Instruction: Can you copy every line of the records below, requests included, but offset each coordinate in the answers by adding 74 to it? Keep the numbers inside the requests unchanged.

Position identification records

○ ○ ○

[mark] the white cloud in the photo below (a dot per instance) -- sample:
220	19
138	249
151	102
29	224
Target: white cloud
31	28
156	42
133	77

○ ○ ○

Exercise answer:
[mark] the white cloud in the photo below (a dot per instance) -- sample:
220	19
138	249
151	102
29	224
Target: white cloud
105	102
230	116
207	151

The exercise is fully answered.